### Quelle:
········

Es ist einer der größeren innerhalb einer nie um Widersprüche verlegenen Branche: Obwohl Videospielen im Gegensatz zu anderen Medien die einzigartige Chance innewohnt, eine unbegrenzte Anzahl fiktiver wie realer Welten nicht nur präzise abzubilden, sondern interaktiv erfahrbar zu machen, erschöpfen sich derlei Versuche häufig in einem Stakkato einheitlicher Belanglosigkeiten. Dem schmissigen Modebegriff des "Videospiel-Tourismus" folgend arbeiten sich Games, sofern sie keine Fantasiewelten erschaffen, am liebsten am kleinsten gemeinsamen Nenner der Sehenswürdigkeiten-Hitlisten ab. "Hey, ihr wart noch nie in New York? Dann schiebt doch mal dieses Spiel ins Laufwerk! Oder das da. Oder jenes. Oder…" ihr wisst schon.

········

### Bereitgestelltes Material:
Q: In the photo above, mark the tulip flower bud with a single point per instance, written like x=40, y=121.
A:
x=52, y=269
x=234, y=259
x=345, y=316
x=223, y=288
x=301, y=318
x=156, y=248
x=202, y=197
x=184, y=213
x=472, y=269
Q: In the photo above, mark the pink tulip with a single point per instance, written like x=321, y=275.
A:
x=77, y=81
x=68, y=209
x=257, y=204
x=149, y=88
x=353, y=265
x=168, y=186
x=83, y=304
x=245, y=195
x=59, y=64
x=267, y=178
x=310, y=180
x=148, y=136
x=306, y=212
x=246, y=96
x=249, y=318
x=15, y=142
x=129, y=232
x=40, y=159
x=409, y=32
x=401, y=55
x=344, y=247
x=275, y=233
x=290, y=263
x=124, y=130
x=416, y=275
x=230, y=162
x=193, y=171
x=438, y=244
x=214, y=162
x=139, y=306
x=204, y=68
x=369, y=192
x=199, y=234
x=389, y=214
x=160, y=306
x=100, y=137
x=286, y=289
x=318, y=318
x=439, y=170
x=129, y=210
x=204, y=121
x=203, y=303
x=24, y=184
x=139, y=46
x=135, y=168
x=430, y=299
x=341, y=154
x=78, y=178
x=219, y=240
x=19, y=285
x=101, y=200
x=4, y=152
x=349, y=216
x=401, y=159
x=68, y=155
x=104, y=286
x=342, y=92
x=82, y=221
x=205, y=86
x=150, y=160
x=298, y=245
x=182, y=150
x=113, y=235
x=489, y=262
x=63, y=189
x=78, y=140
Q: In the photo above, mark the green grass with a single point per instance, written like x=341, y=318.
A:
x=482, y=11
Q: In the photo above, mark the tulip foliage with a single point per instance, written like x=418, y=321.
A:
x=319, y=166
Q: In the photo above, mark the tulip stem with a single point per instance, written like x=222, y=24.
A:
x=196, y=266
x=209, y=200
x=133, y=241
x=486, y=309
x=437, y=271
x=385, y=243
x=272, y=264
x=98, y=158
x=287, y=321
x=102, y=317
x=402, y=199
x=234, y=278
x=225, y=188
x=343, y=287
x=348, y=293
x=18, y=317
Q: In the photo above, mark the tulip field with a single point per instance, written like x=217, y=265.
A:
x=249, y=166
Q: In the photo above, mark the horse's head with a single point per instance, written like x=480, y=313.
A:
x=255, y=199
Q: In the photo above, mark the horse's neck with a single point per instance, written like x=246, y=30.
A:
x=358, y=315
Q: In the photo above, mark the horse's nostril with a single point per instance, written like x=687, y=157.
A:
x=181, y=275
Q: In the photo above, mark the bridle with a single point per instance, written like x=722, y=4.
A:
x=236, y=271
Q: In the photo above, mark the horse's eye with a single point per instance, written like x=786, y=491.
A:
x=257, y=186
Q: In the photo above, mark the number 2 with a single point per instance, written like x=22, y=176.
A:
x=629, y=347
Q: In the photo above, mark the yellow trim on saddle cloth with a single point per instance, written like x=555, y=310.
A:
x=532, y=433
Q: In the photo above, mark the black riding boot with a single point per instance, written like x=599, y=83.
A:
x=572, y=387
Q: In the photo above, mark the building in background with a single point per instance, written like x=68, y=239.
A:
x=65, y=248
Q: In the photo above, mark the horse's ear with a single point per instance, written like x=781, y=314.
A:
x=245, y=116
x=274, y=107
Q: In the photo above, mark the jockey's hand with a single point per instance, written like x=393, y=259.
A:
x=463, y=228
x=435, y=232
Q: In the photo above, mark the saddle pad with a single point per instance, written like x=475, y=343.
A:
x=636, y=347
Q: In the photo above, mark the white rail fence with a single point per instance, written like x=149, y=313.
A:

········

### Aufgabe A:
Kopieren Sie aus der Quelle wortgetreu den Abschnitt zwischen „Es ist einer“ und „ihr wisst schon.“, beide einschließlich.
### Aufgabe B:
Schreiben Sie aus der Auflistung nur die Zeilen zwischen der Zeile mit „Q: In the photo above, mark the tulip stem“ und der Zeile mit „x=435, y=232“, beide einschließlich, neu. Ersetzen Sie dabei „tulip“ durch „rose“ und lassen Sie alles andere unverändert.

### Lösung A:
Es ist einer der größeren innerhalb einer nie um Widersprüche verlegenen Branche: Obwohl Videospielen im Gegensatz zu anderen Medien die einzigartige Chance innewohnt, eine unbegrenzte Anzahl fiktiver wie realer Welten nicht nur präzise abzubilden, sondern interaktiv erfahrbar zu machen, erschöpfen sich derlei Versuche häufig in einem Stakkato einheitlicher Belanglosigkeiten. Dem schmissigen Modebegriff des "Videospiel-Tourismus" folgend arbeiten sich Games, sofern sie keine Fantasiewelten erschaffen, am liebsten am kleinsten gemeinsamen Nenner der Sehenswürdigkeiten-Hitlisten ab. "Hey, ihr wart noch nie in New York? Dann schiebt doch mal dieses Spiel ins Laufwerk! Oder das da. Oder jenes. Oder…" ihr wisst schon.

### Lösung B:
Q: In the photo above, mark the rose stem with a single point per instance, written like x=222, y=24.
A:
x=196, y=266
x=209, y=200
x=133, y=241
x=486, y=309
x=437, y=271
x=385, y=243
x=272, y=264
x=98, y=158
x=287, y=321
x=102, y=317
x=402, y=199
x=234, y=278
x=225, y=188
x=343, y=287
x=348, y=293
x=18, y=317
Q: In the photo above, mark the rose field with a single point per instance, written like x=217, y=265.
A:
x=249, y=166
Q: In the photo above, mark the horse's head with a single point per instance, written like x=480, y=313.
A:
x=255, y=199
Q: In the photo above, mark the horse's neck with a single point per instance, written like x=246, y=30.
A:
x=358, y=315
Q: In the photo above, mark the horse's nostril with a single point per instance, written like x=687, y=157.
A:
x=181, y=275
Q: In the photo above, mark the bridle with a single point per instance, written like x=722, y=4.
A:
x=236, y=271
Q: In the photo above, mark the horse's eye with a single point per instance, written like x=786, y=491.
A:
x=257, y=186
Q: In the photo above, mark the number 2 with a single point per instance, written like x=22, y=176.
A:
x=629, y=347
Q: In the photo above, mark the yellow trim on saddle cloth with a single point per instance, written like x=555, y=310.
A:
x=532, y=433
Q: In the photo above, mark the black riding boot with a single point per instance, written like x=599, y=83.
A:
x=572, y=387
Q: In the photo above, mark the building in background with a single point per instance, written like x=68, y=239.
A:
x=65, y=248
Q: In the photo above, mark the horse's ear with a single point per instance, written like x=781, y=314.
A:
x=245, y=116
x=274, y=107
Q: In the photo above, mark the jockey's hand with a single point per instance, written like x=393, y=259.
A:
x=463, y=228
x=435, y=232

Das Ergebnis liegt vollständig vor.